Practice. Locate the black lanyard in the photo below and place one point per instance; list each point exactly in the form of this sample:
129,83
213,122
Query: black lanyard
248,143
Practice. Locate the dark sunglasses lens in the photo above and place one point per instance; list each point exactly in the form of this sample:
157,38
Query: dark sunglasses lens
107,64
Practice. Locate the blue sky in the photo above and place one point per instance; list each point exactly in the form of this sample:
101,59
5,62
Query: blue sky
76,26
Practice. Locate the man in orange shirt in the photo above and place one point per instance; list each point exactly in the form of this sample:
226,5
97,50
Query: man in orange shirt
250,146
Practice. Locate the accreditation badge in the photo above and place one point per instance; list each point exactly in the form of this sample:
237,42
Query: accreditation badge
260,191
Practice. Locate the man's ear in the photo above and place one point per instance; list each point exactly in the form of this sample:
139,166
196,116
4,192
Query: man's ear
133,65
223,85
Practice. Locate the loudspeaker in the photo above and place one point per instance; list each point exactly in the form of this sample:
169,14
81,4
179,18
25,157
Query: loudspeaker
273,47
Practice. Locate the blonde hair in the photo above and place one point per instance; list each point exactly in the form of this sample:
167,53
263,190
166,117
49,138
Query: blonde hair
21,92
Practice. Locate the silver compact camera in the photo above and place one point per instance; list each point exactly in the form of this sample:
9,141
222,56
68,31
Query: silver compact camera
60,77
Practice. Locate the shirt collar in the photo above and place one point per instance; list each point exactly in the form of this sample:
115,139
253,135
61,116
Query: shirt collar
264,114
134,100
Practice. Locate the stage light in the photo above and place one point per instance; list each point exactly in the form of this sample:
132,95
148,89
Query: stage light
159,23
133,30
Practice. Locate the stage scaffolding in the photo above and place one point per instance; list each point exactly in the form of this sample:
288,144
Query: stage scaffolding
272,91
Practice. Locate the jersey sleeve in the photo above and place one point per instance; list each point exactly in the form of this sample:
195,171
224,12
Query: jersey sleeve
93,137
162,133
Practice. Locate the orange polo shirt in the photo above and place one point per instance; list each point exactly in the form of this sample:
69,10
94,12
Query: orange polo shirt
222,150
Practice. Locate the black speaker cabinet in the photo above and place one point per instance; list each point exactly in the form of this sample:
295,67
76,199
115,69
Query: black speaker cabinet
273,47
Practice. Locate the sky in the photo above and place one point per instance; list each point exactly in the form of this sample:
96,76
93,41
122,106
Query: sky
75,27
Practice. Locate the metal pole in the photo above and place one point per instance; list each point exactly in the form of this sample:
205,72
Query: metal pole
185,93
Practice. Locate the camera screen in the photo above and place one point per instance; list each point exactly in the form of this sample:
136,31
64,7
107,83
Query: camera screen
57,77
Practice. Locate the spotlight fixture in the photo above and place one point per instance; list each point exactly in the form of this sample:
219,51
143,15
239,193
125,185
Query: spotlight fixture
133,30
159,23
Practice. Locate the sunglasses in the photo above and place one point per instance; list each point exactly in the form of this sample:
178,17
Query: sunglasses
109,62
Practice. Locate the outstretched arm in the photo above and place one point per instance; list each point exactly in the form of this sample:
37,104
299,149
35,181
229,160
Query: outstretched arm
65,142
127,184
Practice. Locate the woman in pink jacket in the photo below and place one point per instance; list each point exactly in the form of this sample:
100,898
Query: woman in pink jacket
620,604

- TASK OBJECTIVE -
What are the lines above that hold the string "below"? Copy them.

- SOLUTION TO THIS EXERCISE -
Practice. Locate the black lanyard in the photo below and place one point per instance; list each point exactly in the form of this sample:
Practice. Locate the woman in pink jacket in the photo below and place one point per instance; list each point exactly in the form of this sample:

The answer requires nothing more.